──────── SUPPLIED ENTRIES ────────

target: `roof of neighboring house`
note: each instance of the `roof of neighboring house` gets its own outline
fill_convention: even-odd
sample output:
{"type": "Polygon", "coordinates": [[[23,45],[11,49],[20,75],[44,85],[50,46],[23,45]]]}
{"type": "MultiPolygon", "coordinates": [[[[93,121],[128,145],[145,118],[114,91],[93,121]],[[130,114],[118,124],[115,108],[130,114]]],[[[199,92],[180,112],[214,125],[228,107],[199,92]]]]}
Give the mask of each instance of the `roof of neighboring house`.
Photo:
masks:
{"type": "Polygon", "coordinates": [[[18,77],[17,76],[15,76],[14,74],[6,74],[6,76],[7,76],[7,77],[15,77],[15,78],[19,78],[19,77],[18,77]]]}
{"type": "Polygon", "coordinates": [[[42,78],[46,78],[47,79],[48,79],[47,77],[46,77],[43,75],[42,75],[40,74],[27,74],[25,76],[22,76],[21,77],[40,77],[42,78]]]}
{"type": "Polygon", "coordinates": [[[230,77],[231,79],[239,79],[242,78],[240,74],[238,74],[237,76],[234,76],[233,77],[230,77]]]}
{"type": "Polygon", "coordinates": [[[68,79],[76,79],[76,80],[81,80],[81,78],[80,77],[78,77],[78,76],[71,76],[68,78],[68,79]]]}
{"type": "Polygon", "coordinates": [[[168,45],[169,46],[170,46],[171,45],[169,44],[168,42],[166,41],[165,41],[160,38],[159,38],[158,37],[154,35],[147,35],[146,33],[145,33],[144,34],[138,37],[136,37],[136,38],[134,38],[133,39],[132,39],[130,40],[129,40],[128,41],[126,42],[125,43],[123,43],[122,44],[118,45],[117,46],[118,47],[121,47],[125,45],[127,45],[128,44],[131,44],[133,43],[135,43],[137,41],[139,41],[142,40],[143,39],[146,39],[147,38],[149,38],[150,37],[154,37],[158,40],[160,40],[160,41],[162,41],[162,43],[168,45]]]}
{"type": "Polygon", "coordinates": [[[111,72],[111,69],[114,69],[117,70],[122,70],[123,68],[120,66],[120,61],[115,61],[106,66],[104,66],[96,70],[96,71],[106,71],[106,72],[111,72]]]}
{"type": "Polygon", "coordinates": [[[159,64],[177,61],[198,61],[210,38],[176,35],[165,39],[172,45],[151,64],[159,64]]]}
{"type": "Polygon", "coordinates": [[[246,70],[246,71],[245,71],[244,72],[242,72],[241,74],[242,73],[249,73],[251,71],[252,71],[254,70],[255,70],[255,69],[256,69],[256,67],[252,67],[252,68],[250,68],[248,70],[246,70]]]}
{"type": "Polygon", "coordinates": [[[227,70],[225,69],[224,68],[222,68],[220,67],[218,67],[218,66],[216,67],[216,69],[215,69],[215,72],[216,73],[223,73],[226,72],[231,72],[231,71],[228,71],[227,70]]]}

────────

◆ DIRECTIVE: Copy the data above exactly. Every line must be included.

◆ FINAL RESULT:
target: `roof of neighboring house`
note: each instance of the `roof of neighboring house` gets its own outline
fill_convention: even-odd
sample output:
{"type": "Polygon", "coordinates": [[[23,45],[11,49],[20,75],[44,85],[50,46],[23,45]]]}
{"type": "MultiPolygon", "coordinates": [[[[93,121],[128,145],[145,118],[114,91],[93,121]],[[130,114],[118,124],[115,108],[130,114]]],[[[199,92],[180,112],[214,125],[228,107],[199,92]]]]}
Give the mask of each instance of the `roof of neighboring house`.
Photo:
masks:
{"type": "Polygon", "coordinates": [[[18,77],[17,76],[15,76],[14,74],[6,74],[6,76],[7,76],[7,77],[15,77],[15,78],[19,78],[19,77],[18,77]]]}
{"type": "Polygon", "coordinates": [[[42,78],[46,78],[47,79],[48,79],[47,77],[46,77],[43,75],[42,75],[40,74],[27,74],[25,76],[22,76],[21,77],[40,77],[42,78]]]}
{"type": "Polygon", "coordinates": [[[230,77],[231,79],[239,79],[242,78],[240,74],[238,74],[237,76],[234,76],[233,77],[230,77]]]}
{"type": "Polygon", "coordinates": [[[68,79],[76,79],[76,80],[81,80],[81,78],[80,77],[78,77],[78,76],[71,76],[68,78],[68,79]]]}
{"type": "Polygon", "coordinates": [[[168,45],[169,46],[170,46],[171,45],[169,44],[168,42],[166,41],[165,41],[160,38],[159,38],[158,37],[154,35],[147,35],[146,33],[145,33],[144,34],[138,37],[136,37],[136,38],[134,38],[133,39],[132,39],[130,40],[129,40],[128,41],[126,42],[125,43],[123,43],[122,44],[118,45],[117,46],[118,47],[121,47],[125,45],[127,45],[128,44],[131,44],[133,43],[135,43],[137,41],[139,41],[142,40],[143,39],[146,39],[147,38],[149,38],[150,37],[154,37],[158,40],[160,40],[160,41],[162,41],[162,43],[168,45]]]}
{"type": "Polygon", "coordinates": [[[111,72],[111,69],[114,69],[117,70],[122,70],[123,68],[120,66],[120,61],[115,61],[106,66],[104,66],[96,70],[96,71],[106,71],[106,72],[111,72]]]}
{"type": "Polygon", "coordinates": [[[159,64],[177,61],[198,61],[210,38],[176,35],[165,39],[172,45],[151,64],[159,64]]]}
{"type": "Polygon", "coordinates": [[[246,70],[246,71],[245,71],[244,72],[242,72],[241,74],[242,73],[249,73],[251,71],[252,71],[254,70],[255,70],[255,69],[256,69],[256,67],[252,67],[252,68],[250,68],[248,70],[246,70]]]}
{"type": "Polygon", "coordinates": [[[227,70],[225,69],[224,68],[222,68],[220,67],[218,67],[218,66],[216,67],[216,69],[215,69],[215,72],[216,73],[223,73],[226,72],[231,72],[231,71],[228,71],[227,70]]]}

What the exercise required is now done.